GIVEN INSTRUCTION »
Transcribe the portion of the excerpt on the Obama–King Abdullah meeting that lies between "What's on the" and "likely to go?", inclusive.

EXCERPT TO READ »
******

What's on the agenda?
Whatever both sides say officially, the real answer is "Iran, Iran, and Iran," for several reasons: because of its nuclear program and what King Abdullah sees as President Obama's flawed diplomacy; because of its backing for Bashar al-Assad in Syria; and because, in Saudi eyes, Washington grossly underestimates the threat Tehran represents not only to the kingdom's own oil-rich Eastern Province and neighboring Bahrain, but also to the rest of the Middle East. Meanwhile, any prospect of Saudi assistance on a breakthrough in Israeli-Palestinian peace negotiations has been made unlikely by Riyadh's refusal to allow the Washington bureau chief of the Jerusalem Post, a U.S. citizen, to accompany the president.
How's the meeting likely to go?
Diplomatic insiders say that this sort of meeting usually starts with a rather tense half hour as everyone expresses their frustrations. Then both sides get down to the business of deciding how to move forward. At ninety-one years old, King Abdullah probably only has enough stamina for a meeting lasting an hour or so, two hours maximum. He has difficulty standing up and tires easily. It could be a diplomatic disaster: a two-hour meeting with Secretary of State John Kerry in October, after the breakthrough in nuclear diplomacy with Iran, apparently did not get beyond the shouting stage.
What's on King Abdullah's mind?

******

GIVEN DATA »

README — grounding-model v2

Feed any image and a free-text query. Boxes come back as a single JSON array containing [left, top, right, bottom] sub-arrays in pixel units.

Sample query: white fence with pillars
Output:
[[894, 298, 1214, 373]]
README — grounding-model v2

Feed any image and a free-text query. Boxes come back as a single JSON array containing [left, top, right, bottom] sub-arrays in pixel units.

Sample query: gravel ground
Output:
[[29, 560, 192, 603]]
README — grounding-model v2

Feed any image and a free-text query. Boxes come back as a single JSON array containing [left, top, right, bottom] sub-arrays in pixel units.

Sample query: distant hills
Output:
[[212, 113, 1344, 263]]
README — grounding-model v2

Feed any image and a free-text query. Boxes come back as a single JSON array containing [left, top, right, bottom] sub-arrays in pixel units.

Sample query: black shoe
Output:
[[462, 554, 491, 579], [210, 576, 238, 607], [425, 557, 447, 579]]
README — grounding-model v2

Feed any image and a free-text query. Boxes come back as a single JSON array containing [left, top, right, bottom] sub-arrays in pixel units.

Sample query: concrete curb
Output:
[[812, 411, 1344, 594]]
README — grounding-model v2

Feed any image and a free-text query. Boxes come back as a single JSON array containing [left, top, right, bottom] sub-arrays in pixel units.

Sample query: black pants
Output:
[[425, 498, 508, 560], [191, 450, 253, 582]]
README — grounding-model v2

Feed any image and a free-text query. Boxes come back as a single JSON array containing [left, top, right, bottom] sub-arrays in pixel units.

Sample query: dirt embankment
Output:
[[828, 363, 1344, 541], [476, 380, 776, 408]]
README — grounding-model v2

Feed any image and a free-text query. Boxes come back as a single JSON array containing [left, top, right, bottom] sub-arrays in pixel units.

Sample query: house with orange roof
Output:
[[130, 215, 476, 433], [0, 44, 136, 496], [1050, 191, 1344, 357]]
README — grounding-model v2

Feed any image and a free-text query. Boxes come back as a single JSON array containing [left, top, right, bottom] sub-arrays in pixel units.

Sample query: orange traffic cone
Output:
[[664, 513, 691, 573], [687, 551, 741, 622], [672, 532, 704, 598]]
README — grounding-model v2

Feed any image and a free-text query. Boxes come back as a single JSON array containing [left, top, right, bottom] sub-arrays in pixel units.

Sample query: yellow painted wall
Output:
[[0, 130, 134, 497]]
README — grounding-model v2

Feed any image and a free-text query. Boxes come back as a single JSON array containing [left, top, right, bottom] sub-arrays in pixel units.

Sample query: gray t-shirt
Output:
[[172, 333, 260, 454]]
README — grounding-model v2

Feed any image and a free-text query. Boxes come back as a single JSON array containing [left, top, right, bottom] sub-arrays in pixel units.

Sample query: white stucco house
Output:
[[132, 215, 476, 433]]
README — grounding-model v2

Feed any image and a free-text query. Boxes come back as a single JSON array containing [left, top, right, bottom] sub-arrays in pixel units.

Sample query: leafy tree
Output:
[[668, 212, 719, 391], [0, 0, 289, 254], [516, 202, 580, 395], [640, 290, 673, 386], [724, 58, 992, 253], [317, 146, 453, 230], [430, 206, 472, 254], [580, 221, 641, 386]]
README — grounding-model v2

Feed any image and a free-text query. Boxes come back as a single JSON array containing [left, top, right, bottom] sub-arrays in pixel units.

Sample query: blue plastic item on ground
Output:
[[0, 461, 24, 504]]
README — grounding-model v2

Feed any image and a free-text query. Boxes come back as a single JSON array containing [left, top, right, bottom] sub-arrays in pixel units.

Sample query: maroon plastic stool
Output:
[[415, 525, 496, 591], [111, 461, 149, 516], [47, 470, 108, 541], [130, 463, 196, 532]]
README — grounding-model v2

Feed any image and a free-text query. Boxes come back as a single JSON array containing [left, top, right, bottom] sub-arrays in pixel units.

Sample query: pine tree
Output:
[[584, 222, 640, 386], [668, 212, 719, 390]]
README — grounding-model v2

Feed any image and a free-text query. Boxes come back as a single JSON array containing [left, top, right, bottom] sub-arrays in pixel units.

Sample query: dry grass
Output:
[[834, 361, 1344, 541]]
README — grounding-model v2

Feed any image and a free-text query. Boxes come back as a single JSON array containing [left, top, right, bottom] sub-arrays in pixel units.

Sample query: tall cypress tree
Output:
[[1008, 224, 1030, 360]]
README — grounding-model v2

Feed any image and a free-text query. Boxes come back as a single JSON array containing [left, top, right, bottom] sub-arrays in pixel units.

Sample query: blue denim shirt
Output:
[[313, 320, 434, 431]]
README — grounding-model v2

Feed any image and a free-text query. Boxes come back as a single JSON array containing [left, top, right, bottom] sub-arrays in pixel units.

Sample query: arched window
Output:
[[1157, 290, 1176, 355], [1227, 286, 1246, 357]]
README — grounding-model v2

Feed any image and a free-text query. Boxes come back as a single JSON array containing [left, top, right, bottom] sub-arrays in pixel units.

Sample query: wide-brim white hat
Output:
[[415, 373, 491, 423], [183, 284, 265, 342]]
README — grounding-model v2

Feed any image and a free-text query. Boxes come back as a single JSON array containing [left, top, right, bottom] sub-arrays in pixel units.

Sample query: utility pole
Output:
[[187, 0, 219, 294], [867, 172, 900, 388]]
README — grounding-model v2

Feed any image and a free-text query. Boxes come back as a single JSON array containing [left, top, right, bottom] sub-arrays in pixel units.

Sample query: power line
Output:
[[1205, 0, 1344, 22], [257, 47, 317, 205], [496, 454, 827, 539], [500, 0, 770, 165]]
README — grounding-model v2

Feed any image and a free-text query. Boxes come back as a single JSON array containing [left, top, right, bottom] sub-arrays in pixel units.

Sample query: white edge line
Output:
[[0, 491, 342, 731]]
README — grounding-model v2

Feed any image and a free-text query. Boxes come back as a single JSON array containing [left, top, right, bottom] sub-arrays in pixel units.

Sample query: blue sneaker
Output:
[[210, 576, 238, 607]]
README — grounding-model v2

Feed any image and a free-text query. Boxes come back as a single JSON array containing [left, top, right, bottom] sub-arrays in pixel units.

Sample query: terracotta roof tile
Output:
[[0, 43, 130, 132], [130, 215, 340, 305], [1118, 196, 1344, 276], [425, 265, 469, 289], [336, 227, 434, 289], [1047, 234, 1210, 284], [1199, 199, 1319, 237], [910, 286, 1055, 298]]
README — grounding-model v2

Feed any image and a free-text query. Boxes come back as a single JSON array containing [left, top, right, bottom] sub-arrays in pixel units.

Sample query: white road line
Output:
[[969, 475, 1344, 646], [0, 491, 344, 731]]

******

SOLVED PROBLEM »
What's on the agenda?
Whatever both sides say officially, the real answer is "Iran, Iran, and Iran," for several reasons: because of its nuclear program and what King Abdullah sees as President Obama's flawed diplomacy; because of its backing for Bashar al-Assad in Syria; and because, in Saudi eyes, Washington grossly underestimates the threat Tehran represents not only to the kingdom's own oil-rich Eastern Province and neighboring Bahrain, but also to the rest of the Middle East. Meanwhile, any prospect of Saudi assistance on a breakthrough in Israeli-Palestinian peace negotiations has been made unlikely by Riyadh's refusal to allow the Washington bureau chief of the Jerusalem Post, a U.S. citizen, to accompany the president.
How's the meeting likely to go?